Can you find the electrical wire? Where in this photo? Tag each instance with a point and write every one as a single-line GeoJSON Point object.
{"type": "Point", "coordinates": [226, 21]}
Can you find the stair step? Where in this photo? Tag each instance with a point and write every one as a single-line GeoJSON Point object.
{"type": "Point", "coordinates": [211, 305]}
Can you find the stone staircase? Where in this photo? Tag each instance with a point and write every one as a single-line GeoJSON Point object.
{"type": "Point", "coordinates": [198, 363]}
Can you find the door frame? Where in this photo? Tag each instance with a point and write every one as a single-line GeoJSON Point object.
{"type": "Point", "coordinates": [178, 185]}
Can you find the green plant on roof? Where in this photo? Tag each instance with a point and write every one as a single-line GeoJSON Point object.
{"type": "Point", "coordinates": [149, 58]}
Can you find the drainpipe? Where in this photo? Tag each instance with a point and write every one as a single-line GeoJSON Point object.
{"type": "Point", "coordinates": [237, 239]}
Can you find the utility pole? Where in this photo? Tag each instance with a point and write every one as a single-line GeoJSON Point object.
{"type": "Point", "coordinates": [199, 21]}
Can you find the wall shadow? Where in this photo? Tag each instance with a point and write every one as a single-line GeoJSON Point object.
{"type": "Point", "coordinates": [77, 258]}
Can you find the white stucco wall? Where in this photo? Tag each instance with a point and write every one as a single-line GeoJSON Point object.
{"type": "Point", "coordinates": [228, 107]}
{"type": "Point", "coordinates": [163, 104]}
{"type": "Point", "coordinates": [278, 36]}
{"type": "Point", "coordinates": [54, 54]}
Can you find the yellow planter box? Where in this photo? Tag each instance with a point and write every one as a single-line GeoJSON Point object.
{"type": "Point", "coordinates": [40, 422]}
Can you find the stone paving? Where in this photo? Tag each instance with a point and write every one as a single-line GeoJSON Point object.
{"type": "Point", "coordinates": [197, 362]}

TASK BRIEF: Would you please return all of the data exactly?

RESULT OF THE TASK:
Can you find the electrical wire? Where in this photo? Tag each instance with a point and write every one as a single-line GeoJSON Point object.
{"type": "Point", "coordinates": [226, 21]}
Can you find the stair step? Where in this photo? Tag each instance with a point and write every one as a single-line GeoJSON Point object.
{"type": "Point", "coordinates": [211, 305]}
Can you find the stone staircase? Where in this photo? Tag each instance with a point and write every one as a single-line GeoJSON Point object.
{"type": "Point", "coordinates": [198, 363]}
Can you find the door frame? Where in this photo? Tag each instance with a point and write every one as a single-line GeoJSON Point object.
{"type": "Point", "coordinates": [178, 185]}
Can you find the green plant on roof? Where in this photo? Tag each instance with a point and write every one as a single-line GeoJSON Point object.
{"type": "Point", "coordinates": [149, 58]}
Can you find the drainpipe? Where in this photo? Tag each instance with a point and write every one as a single-line GeoJSON Point object.
{"type": "Point", "coordinates": [237, 239]}
Can you find the utility pole? Where in this photo? Tag each instance with a point and write every one as a single-line GeoJSON Point object.
{"type": "Point", "coordinates": [199, 21]}
Can you find the wall shadow? Where in this photo? Tag each instance with a point and write every one as a single-line GeoJSON Point object.
{"type": "Point", "coordinates": [77, 258]}
Can you find the white stucco wall? Where in this photo? Tag each instance with a point and write every one as a single-line GeoJSON Point object.
{"type": "Point", "coordinates": [228, 107]}
{"type": "Point", "coordinates": [163, 104]}
{"type": "Point", "coordinates": [278, 36]}
{"type": "Point", "coordinates": [54, 54]}
Can you find the yellow planter box? Where in this photo? Tag each instance with a point and write every one as a single-line GeoJSON Point object.
{"type": "Point", "coordinates": [40, 422]}
Can you find the stone paving? Where in this photo? Tag each instance with a point and write every one as a single-line GeoJSON Point object.
{"type": "Point", "coordinates": [197, 362]}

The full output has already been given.